* **THE REQUEST**
Find the line that contains "moulding in the photo above." and print it and every line after it, exactly, please.

■ ■ ■

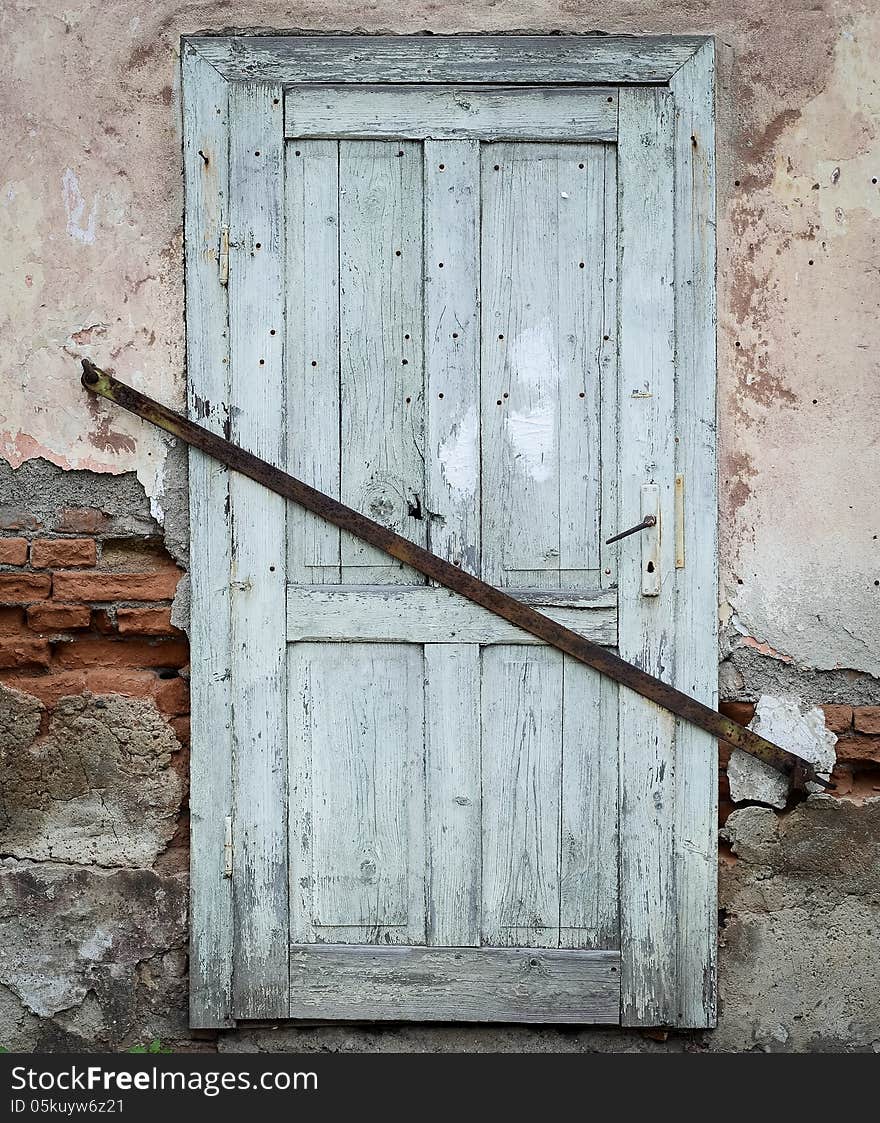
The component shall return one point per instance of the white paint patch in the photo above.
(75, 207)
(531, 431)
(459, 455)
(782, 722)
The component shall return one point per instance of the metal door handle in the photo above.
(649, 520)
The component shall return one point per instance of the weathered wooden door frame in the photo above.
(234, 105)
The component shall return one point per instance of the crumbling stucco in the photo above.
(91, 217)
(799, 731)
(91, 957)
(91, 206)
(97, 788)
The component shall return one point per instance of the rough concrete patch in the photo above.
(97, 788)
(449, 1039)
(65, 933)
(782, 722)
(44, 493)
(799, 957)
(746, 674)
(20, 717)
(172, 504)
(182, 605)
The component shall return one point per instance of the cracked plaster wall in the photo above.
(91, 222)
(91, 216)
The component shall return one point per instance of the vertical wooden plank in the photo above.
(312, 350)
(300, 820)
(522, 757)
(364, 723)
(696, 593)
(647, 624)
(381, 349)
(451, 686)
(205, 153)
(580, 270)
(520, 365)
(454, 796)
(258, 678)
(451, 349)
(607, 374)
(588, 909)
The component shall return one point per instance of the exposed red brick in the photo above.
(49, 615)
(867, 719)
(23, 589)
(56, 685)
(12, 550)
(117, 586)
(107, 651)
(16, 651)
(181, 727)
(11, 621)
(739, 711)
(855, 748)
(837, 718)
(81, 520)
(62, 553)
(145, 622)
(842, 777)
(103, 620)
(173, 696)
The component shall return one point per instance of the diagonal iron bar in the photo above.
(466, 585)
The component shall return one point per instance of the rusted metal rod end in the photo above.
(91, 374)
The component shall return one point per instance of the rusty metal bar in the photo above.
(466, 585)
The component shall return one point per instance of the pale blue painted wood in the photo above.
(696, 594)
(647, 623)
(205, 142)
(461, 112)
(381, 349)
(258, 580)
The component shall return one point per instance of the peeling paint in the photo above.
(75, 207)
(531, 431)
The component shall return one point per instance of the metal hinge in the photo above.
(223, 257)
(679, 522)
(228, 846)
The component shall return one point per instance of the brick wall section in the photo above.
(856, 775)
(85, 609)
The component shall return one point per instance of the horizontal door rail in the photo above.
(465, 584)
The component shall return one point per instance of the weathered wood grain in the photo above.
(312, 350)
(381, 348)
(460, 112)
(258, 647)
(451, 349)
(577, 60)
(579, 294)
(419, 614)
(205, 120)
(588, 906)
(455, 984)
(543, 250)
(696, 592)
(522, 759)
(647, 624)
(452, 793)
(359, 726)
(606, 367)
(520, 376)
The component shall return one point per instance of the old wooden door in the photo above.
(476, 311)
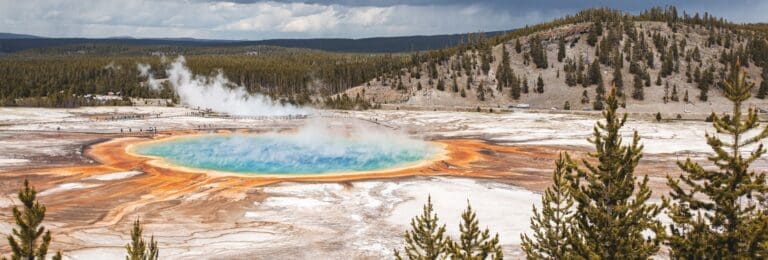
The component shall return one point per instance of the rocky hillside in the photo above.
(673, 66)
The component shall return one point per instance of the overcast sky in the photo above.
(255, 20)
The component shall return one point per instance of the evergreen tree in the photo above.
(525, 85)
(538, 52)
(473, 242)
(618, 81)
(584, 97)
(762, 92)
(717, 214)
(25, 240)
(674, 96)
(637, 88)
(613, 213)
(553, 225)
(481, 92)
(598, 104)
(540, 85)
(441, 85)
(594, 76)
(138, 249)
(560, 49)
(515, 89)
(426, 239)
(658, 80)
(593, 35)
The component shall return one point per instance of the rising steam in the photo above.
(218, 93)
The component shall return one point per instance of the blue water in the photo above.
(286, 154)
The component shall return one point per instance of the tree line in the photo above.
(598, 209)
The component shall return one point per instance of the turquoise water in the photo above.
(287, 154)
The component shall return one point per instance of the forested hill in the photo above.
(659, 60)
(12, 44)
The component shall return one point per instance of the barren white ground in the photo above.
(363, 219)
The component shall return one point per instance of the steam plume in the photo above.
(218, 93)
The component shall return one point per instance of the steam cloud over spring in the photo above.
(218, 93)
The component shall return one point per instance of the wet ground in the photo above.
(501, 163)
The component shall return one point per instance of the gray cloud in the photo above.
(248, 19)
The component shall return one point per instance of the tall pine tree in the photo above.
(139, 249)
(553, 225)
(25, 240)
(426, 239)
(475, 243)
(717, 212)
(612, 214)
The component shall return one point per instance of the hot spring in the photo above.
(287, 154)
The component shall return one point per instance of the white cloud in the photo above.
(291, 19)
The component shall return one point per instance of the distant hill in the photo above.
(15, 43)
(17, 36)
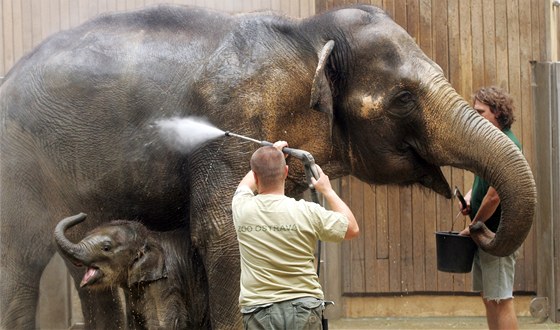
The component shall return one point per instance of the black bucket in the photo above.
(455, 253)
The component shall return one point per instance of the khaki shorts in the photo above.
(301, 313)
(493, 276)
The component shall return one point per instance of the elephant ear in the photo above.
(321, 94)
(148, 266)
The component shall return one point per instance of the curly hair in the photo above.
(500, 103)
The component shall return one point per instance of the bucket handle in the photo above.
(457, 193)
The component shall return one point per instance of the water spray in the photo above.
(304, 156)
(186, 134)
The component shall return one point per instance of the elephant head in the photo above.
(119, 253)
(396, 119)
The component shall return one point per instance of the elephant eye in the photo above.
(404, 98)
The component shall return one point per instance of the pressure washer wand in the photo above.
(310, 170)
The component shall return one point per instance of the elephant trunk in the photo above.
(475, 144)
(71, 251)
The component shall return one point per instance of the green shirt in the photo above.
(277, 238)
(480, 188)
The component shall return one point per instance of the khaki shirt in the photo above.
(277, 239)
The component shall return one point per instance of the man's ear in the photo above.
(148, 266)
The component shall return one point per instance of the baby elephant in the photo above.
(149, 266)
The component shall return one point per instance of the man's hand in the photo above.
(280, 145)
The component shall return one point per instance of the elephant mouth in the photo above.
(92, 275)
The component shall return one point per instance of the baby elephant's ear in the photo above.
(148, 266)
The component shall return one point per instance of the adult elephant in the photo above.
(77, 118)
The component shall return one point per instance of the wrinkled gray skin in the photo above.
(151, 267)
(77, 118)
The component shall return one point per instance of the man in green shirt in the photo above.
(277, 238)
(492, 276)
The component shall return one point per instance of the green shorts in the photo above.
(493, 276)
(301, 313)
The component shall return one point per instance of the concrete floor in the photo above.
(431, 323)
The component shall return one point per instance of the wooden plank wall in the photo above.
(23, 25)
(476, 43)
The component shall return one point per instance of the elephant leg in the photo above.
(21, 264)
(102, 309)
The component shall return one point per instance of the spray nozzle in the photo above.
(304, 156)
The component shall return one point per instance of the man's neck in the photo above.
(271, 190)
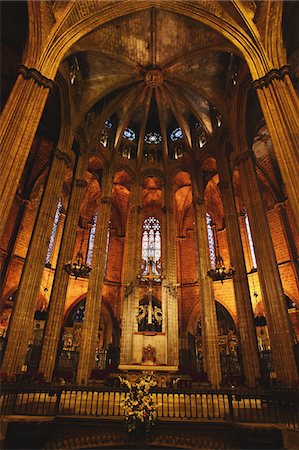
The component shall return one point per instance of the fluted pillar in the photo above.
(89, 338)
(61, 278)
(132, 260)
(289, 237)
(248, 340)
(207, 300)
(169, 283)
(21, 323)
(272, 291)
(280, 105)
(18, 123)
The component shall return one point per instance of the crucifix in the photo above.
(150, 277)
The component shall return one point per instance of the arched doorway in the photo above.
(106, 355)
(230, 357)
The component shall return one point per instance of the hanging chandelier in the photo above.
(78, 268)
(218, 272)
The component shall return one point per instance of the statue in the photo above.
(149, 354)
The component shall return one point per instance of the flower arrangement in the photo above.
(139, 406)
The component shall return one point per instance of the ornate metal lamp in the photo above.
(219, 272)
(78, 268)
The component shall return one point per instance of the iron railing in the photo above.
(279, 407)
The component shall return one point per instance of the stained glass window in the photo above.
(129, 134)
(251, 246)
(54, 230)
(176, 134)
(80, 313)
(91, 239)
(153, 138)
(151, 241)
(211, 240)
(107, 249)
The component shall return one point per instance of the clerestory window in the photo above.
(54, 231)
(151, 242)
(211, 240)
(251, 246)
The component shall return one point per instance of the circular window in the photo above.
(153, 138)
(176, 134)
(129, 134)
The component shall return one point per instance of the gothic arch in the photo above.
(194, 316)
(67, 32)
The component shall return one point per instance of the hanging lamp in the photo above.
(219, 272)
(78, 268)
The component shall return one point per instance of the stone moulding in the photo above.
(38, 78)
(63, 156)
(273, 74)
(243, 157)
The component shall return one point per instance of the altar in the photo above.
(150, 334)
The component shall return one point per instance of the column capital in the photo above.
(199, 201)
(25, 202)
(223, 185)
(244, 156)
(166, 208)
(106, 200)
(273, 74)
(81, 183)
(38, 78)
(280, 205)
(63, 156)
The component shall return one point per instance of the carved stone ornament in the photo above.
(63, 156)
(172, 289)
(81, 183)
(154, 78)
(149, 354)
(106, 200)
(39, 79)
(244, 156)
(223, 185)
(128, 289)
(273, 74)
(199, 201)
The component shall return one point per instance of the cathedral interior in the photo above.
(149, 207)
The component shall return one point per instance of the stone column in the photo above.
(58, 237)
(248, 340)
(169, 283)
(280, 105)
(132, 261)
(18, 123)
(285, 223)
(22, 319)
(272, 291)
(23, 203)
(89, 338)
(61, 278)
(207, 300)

■ ■ ■

* **REPLY**
The component shall return one point per instance of the stone moulding in the photo above.
(38, 78)
(63, 156)
(273, 74)
(243, 157)
The component shall return one point per instance of the altar in the photo above.
(150, 334)
The component shall return one point per instance of the column capital in the photo above.
(199, 201)
(25, 202)
(223, 185)
(244, 156)
(166, 208)
(106, 200)
(273, 74)
(81, 183)
(38, 78)
(280, 205)
(63, 156)
The component shall return one point per instance of the carved stone ornament in the photo above.
(63, 156)
(172, 289)
(81, 183)
(154, 78)
(149, 354)
(106, 200)
(39, 79)
(244, 156)
(223, 185)
(128, 289)
(273, 74)
(199, 201)
The component shall return one point per instance of the cathedral interior in the photo above.
(149, 207)
The component shall return one point per instance of the stone column in the photo above.
(58, 237)
(248, 340)
(169, 283)
(280, 105)
(132, 261)
(18, 123)
(285, 223)
(22, 319)
(272, 291)
(23, 203)
(89, 338)
(61, 278)
(207, 300)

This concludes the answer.